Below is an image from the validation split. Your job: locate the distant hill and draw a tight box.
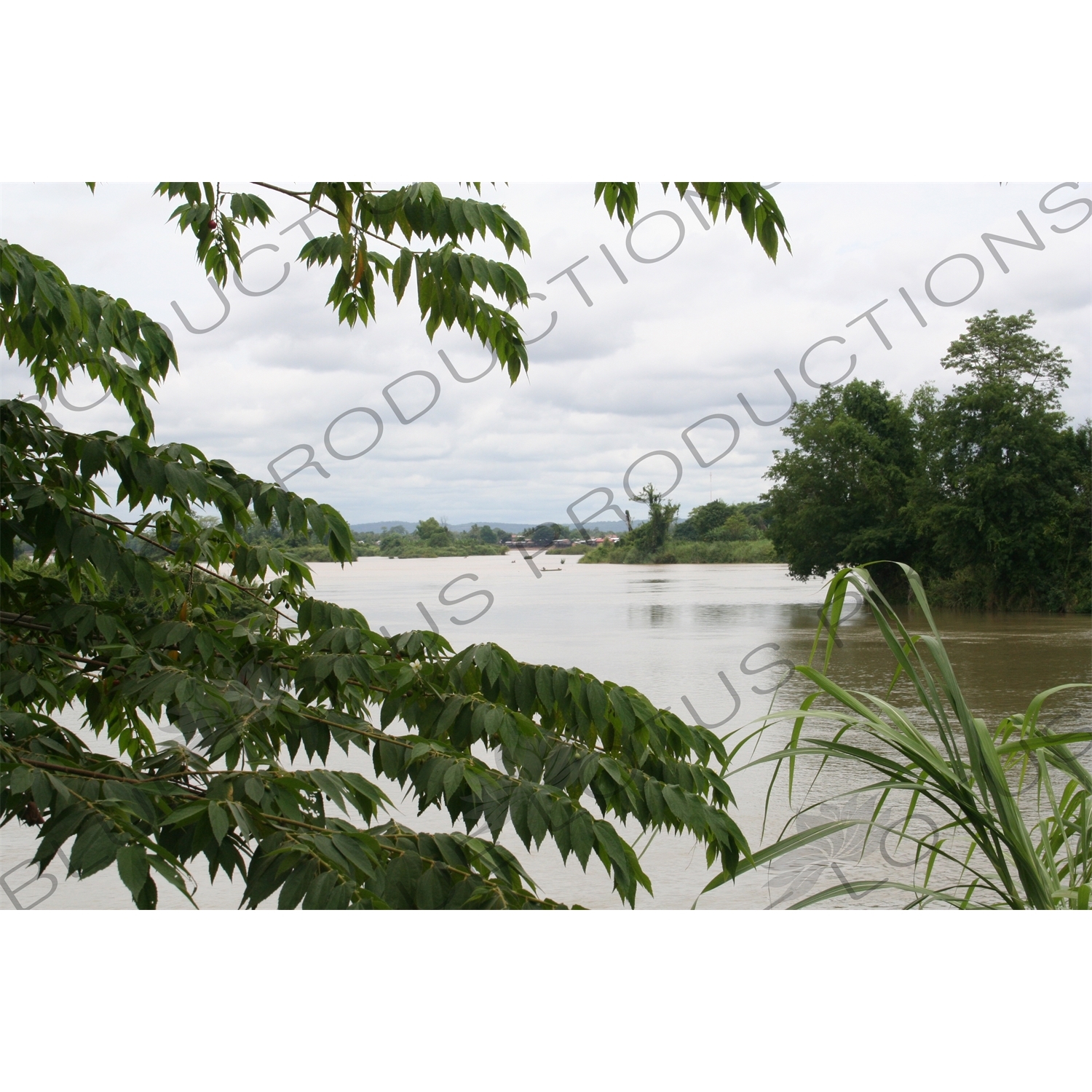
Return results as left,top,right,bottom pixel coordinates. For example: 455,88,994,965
351,520,644,532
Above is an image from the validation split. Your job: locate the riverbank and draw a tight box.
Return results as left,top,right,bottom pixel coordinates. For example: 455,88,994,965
579,539,779,565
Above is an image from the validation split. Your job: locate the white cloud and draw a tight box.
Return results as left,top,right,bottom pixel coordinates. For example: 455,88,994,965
0,183,1092,522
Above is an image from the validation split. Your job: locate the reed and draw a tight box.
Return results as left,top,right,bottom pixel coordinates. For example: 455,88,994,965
699,563,1092,910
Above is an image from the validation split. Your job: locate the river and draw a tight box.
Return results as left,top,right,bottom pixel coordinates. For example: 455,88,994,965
0,554,1092,909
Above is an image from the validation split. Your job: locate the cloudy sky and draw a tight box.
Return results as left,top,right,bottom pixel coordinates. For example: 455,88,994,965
0,181,1092,524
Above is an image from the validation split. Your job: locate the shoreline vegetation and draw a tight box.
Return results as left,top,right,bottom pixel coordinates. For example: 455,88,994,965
580,496,783,565
234,312,1092,614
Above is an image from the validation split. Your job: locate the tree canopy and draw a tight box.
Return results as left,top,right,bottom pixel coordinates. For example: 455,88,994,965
0,183,784,909
768,312,1092,611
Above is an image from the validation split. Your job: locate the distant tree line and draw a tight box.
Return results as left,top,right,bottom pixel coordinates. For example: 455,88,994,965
764,310,1092,612
582,485,778,565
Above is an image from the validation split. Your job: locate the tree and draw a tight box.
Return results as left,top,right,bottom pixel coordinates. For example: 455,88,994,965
624,483,679,557
414,517,456,546
767,312,1092,611
764,379,917,580
911,310,1092,609
0,183,784,909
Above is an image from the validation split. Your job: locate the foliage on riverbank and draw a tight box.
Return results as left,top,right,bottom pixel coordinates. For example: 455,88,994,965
703,565,1092,910
580,539,778,565
580,496,780,565
0,183,804,910
767,312,1092,613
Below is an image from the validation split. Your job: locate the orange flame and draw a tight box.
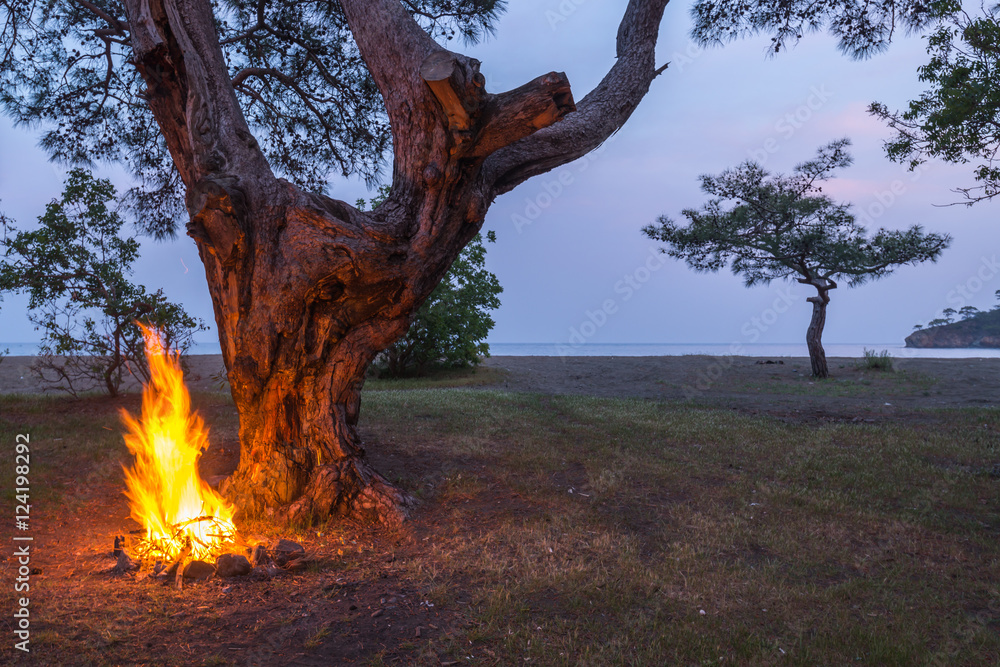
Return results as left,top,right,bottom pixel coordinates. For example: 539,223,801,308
122,324,236,560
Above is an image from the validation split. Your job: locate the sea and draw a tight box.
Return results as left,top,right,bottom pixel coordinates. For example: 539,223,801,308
0,341,1000,359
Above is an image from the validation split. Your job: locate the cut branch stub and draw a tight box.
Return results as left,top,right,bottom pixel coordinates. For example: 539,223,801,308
420,51,486,139
420,51,576,158
475,72,576,157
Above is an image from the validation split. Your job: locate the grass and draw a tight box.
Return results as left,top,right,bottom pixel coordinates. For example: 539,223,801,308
858,348,892,371
0,385,1000,665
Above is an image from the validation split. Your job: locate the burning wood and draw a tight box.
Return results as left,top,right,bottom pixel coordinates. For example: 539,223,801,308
122,327,237,572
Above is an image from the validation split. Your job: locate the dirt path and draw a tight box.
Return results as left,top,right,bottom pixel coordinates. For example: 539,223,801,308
0,355,1000,418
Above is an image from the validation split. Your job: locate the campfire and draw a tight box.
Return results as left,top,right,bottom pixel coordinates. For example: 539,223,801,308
122,327,236,562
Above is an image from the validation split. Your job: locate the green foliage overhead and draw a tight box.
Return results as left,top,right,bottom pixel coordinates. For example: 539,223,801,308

──────────────────────────────

-- WRITTEN INSTRUCTION --
Add 3 to every bounding-box coordinate in the answers, then write out in full each line from the one holding "campfire and draw a tight box." through the end of the lines, both included, leaving all other numbers unchanged.

-- RESULT OF THE EXERCISE --
Above is an image from the validation split. Your job: locate the campfire and draw a tight box.
Return results as left,top,right,bottom pixel coordinates. For example: 539,223,801,308
125,330,239,565
Above is an image from the validation split. Your job: locate the green foliage overhead and draw a tight box.
Return results as left,top,right,bottom pixel coordinates. For example: 539,223,801,308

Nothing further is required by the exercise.